:: Provided text
‘Upstream Color:’ Film Review

Shane Carruth, best known for writing and directing 2004’s cult classic Primer, returned to Sundance this past year with his sophomore film, Upstream Color. The film stars Carruth as Jeff, and Amy Seimetz (The Killing, You’re Next) as Kris. What’s this movie all about? Well, there’s nature. And, a pig farm. There are worms. There are maggots. There’s a sound guy recording sounds onto vinyl. Kris may have had her identity stolen, but, more importantly, she’s infected by something. Someone hooks her up to a pig, and she finds herself mentally connected to the pig farm. Kris meets Jeff and a quasi-love story evolves. There’s paranoia. Some mind-melding, but the rules of the world are never consistent or really established. This film is about images, not story or meaning.

Upstream Color could have succeeded, perhaps, as a series of short stories, but as a feature film, it is painfully disjointed. In fact, the first and most promising plotline in which a ring of scam artists uses exotic, mind-altering drugs to swindle victims into willingly draining their bank accounts is swiftly abandoned for a protracted melodrama between two of the victims as they dare to love again. Jeff and Kris, as characters, are fairly flat and monotonous, which makes their story together also flat and monotonous.
::::
## What you should do
Reproduce the entire Upstream Color film review, word for word.
:: Given records
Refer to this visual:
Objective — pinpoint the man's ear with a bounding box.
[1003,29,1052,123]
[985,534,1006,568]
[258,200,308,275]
::::
## Solution
‘Upstream Color:’ Film Review

Shane Carruth, best known for writing and directing 2004’s cult classic Primer, returned to Sundance this past year with his sophomore film, Upstream Color. The film stars Carruth as Jeff, and Amy Seimetz (The Killing, You’re Next) as Kris. What’s this movie all about? Well, there’s nature. And, a pig farm. There are worms. There are maggots. There’s a sound guy recording sounds onto vinyl. Kris may have had her identity stolen, but, more importantly, she’s infected by something. Someone hooks her up to a pig, and she finds herself mentally connected to the pig farm. Kris meets Jeff and a quasi-love story evolves. There’s paranoia. Some mind-melding, but the rules of the world are never consistent or really established. This film is about images, not story or meaning.

Upstream Color could have succeeded, perhaps, as a series of short stories, but as a feature film, it is painfully disjointed. In fact, the first and most promising plotline in which a ring of scam artists uses exotic, mind-altering drugs to swindle victims into willingly draining their bank accounts is swiftly abandoned for a protracted melodrama between two of the victims as they dare to love again. Jeff and Kris, as characters, are fairly flat and monotonous, which makes their story together also flat and monotonous.